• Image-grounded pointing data
▬▬▬▬▬▬
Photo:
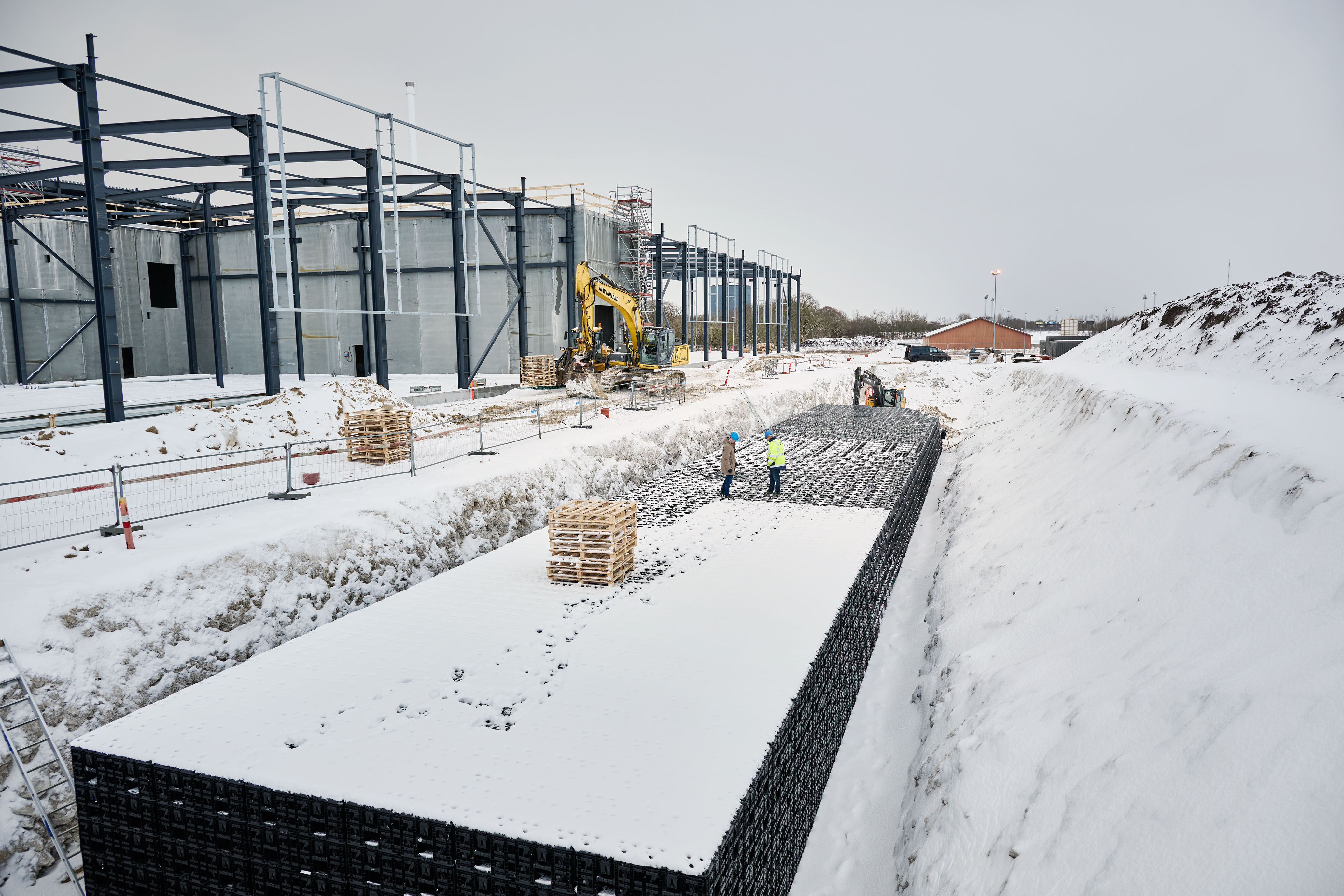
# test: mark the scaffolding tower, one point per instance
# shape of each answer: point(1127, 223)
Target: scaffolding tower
point(635, 223)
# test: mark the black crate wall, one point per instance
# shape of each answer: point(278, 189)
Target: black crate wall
point(151, 831)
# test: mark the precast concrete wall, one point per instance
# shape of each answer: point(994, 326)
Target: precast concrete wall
point(329, 279)
point(158, 336)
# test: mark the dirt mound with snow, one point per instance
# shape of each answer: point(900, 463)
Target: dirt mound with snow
point(298, 414)
point(846, 344)
point(1288, 328)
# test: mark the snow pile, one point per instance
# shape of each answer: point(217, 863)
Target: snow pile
point(1289, 329)
point(1135, 614)
point(298, 414)
point(104, 632)
point(541, 711)
point(865, 343)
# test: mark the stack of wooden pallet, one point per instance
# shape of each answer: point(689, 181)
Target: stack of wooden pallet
point(378, 436)
point(592, 542)
point(537, 370)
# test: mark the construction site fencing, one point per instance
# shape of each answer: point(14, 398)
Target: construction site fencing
point(58, 507)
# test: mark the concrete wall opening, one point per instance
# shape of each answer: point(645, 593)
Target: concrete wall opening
point(163, 285)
▬▬▬▬▬▬
• WHAT THE TASK REQUIRES
Please copy every line of the data that carries the string "mark".

• SOLUTION
# test: mark the scaffolding tower, one point per instance
# test: mark the black crate wall, one point per instance
# test: mark the precast concrete wall, one point per instance
# test: mark the dirt mound with snow, one point per instance
# test: mark the snow pile, one point per instance
# test: mark the stack of wooden pallet, one point per instance
# test: mark the construction site fencing, one point per instance
# test: mark the concrete wall opening, one point per instance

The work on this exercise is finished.